**The exercise**
Rewrite the items below as a two-column CSV with the headers "prompt" and "points", one row per item. Put each item's wording and its coordinates each in a single quoted field, with line breaks replaced by spaces.

**Records to use**
━━━━━━━━━━
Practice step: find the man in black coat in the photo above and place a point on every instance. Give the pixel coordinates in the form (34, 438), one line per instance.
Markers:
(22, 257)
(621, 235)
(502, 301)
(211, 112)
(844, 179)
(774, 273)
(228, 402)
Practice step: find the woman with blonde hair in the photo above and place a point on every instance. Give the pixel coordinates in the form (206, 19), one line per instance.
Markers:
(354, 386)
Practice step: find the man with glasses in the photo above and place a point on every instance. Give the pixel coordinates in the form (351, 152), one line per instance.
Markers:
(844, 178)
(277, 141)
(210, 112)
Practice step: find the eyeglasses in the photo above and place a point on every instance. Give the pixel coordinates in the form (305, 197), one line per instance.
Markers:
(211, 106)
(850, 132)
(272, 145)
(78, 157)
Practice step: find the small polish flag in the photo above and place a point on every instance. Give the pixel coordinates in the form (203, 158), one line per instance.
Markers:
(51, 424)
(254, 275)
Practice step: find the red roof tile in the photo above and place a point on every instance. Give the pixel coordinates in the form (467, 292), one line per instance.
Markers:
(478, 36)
━━━━━━━━━━
**Solution**
prompt,points
"Practice step: find the man in black coat in the photo above and place a point on every instance. Give the pixel coordinates in the form (34, 438), one line per instance. Markers:","(22, 257) (621, 235) (502, 301) (211, 112) (844, 179) (774, 273) (228, 402)"
"Practice step: find the woman with blonde hair in the photo above and place a point on every instance. Give the pixel coordinates in the form (206, 19), one line per instance. Markers:","(354, 386)"
"Practice step: find the man with glasses in the photo above and place a point on every instance. Give the pixel coordinates in the form (351, 152), one line per instance. Markers:","(844, 178) (277, 141) (210, 112)"
"Practice step: find the eyeglasses in the photo above and place a point on every instance. Give the pixel coordinates in the form (305, 197), one line per instance. Markers:","(211, 106) (850, 132) (272, 145) (78, 157)"
"Practice step: find the small polish flag in the photo above and place a point on every instance. Give the pixel coordinates in the form (203, 158), one line per instance. Markers:","(51, 424) (254, 275)"
"Practice step: find the red roof tile in the photo above and place a point on every instance. Give the pixel coordinates in the form (467, 292), one line per instance. Markers:","(478, 36)"